#### [AIM OF THE TASK]
Reproduce every line from the one containing "Put one marker on each instance of the pile of red" through the end of the records, requests included, but scale each point coordinate in the answers by 1.7 and round it to a whole number, with halves going up. Leave the numbers in the requests and their format samples as they are, and omit the pictures.

#### [THE RECORDS]
[start]

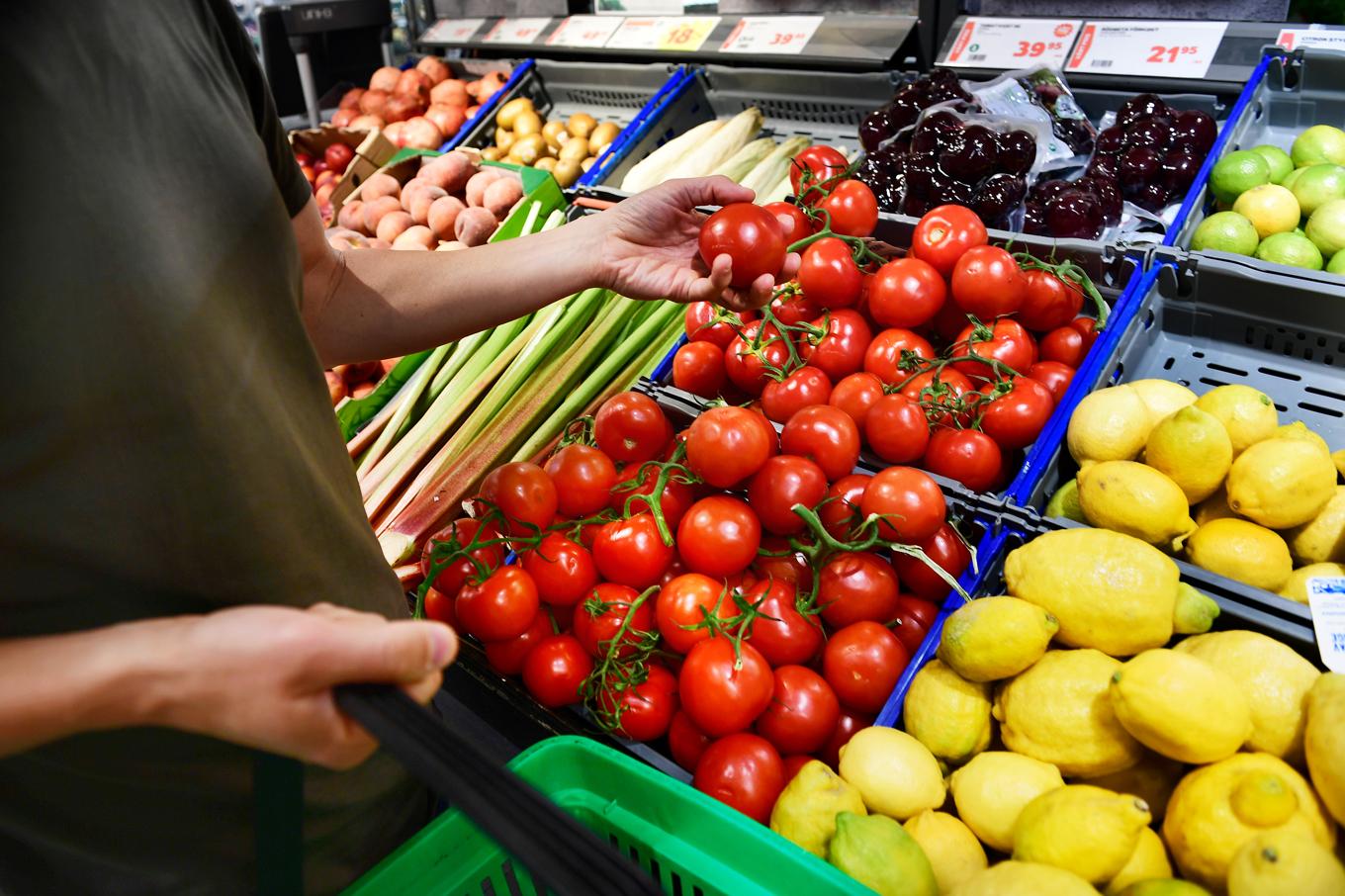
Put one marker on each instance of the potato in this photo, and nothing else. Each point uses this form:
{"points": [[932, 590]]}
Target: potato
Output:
{"points": [[441, 216], [474, 226], [424, 200], [393, 224], [417, 237], [376, 209], [477, 186], [500, 197]]}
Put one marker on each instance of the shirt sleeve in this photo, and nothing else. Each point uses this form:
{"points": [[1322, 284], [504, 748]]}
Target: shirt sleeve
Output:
{"points": [[291, 182]]}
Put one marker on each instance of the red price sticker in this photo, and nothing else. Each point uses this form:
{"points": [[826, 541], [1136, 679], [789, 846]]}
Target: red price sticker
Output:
{"points": [[1008, 44]]}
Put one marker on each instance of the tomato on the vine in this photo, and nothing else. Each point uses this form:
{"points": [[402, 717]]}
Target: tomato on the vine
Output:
{"points": [[968, 456], [908, 500], [862, 664], [724, 689], [750, 235], [987, 283], [718, 536], [944, 233], [828, 273], [852, 209], [905, 292], [826, 435]]}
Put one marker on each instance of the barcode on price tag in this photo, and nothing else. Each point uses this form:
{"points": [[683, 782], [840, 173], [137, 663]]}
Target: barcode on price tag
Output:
{"points": [[1153, 48], [1012, 44], [583, 31], [785, 36], [515, 31]]}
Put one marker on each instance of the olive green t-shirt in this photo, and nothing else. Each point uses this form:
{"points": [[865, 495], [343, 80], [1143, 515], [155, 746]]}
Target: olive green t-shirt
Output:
{"points": [[167, 443]]}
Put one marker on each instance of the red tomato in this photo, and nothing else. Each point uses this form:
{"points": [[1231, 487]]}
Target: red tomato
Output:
{"points": [[723, 691], [583, 477], [802, 713], [1006, 342], [829, 276], [689, 600], [888, 347], [905, 292], [503, 605], [698, 368], [944, 548], [750, 235], [555, 671], [563, 570], [794, 224], [631, 552], [523, 493], [1016, 418], [987, 283], [718, 536], [743, 771], [855, 395], [967, 455], [506, 657], [852, 209], [944, 233], [841, 351], [862, 664], [841, 514], [825, 435], [781, 484], [855, 586], [908, 500], [897, 429], [598, 619], [686, 742], [787, 637], [822, 163], [780, 400], [1048, 301], [630, 428]]}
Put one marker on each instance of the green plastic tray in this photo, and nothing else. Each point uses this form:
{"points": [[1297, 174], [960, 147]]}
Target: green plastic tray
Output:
{"points": [[691, 844]]}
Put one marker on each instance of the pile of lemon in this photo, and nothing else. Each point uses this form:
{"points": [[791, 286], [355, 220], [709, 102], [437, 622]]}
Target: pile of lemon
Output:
{"points": [[1059, 744], [1217, 478]]}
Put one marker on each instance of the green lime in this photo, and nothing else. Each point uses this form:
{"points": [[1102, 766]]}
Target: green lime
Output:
{"points": [[1237, 172], [1317, 144], [1326, 227], [1225, 231], [1290, 249], [1280, 163]]}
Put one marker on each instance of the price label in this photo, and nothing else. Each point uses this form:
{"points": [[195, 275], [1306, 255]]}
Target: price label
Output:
{"points": [[1317, 38], [784, 36], [452, 30], [1012, 44], [515, 31], [583, 31], [1153, 48]]}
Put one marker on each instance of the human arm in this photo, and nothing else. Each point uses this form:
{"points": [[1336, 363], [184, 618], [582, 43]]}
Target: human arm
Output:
{"points": [[254, 675], [366, 305]]}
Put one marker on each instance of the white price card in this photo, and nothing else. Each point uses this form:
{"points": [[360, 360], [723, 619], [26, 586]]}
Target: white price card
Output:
{"points": [[1012, 44], [452, 30], [583, 31], [1326, 600], [515, 30], [784, 36], [1314, 38], [1150, 48]]}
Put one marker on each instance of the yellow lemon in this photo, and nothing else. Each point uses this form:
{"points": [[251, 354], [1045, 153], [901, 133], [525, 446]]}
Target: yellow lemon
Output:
{"points": [[1243, 552]]}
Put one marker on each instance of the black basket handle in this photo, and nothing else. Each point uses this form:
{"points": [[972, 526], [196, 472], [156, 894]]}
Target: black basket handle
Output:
{"points": [[552, 844]]}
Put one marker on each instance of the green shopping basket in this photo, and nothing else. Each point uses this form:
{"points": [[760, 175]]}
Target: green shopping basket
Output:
{"points": [[689, 843]]}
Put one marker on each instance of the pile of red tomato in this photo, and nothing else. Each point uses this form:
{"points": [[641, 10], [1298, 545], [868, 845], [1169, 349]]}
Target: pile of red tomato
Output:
{"points": [[951, 358], [735, 594]]}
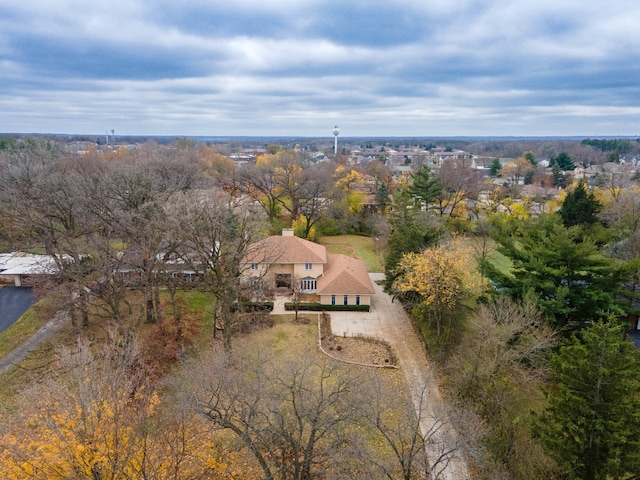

[end]

#### [COMPLETE OUTPUT]
Put one marker on each instance of the pile of red tomato in this photo, and nothing else. Each point uses this form:
{"points": [[641, 10], [1298, 545], [868, 845], [1169, 349]]}
Target: pile of red tomato
Output:
{"points": [[1617, 609], [1250, 1010]]}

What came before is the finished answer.